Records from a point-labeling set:
** BEGIN **

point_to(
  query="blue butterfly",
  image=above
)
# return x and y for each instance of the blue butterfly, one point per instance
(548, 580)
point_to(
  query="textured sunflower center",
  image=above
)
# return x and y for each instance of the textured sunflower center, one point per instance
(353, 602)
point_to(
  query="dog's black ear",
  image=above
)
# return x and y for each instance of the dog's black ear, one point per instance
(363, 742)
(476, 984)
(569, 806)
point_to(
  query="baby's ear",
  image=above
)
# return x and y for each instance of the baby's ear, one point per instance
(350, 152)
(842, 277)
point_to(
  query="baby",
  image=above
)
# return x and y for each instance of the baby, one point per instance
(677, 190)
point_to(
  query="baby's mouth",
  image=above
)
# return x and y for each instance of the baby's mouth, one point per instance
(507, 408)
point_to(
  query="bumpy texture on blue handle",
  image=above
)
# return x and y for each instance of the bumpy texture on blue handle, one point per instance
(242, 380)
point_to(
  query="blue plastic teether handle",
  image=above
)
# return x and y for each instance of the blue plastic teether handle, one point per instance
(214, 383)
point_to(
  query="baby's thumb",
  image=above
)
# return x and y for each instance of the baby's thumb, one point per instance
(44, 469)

** END **
** BEGIN **

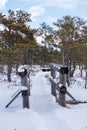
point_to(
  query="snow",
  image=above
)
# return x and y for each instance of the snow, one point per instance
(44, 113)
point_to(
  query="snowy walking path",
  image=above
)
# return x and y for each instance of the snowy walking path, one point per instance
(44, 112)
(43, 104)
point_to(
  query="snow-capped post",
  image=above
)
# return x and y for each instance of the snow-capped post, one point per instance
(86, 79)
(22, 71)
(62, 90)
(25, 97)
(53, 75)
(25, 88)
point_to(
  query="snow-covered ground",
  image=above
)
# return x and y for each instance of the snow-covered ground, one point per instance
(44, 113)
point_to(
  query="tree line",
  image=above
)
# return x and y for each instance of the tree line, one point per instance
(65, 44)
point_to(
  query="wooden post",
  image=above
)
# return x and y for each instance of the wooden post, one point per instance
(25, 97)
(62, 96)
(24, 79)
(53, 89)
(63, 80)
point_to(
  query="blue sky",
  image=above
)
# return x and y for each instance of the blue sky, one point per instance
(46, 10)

** END **

Task: List each line of the material above that contains the string "handle".

Solution to this task:
  query="bumpy texture on blue handle",
# return x and y for each instance of the bumpy texture on blue handle, one point per instance
  query="blue plastic teether handle",
# return x and y for each instance of the blue plastic teether handle, one point per instance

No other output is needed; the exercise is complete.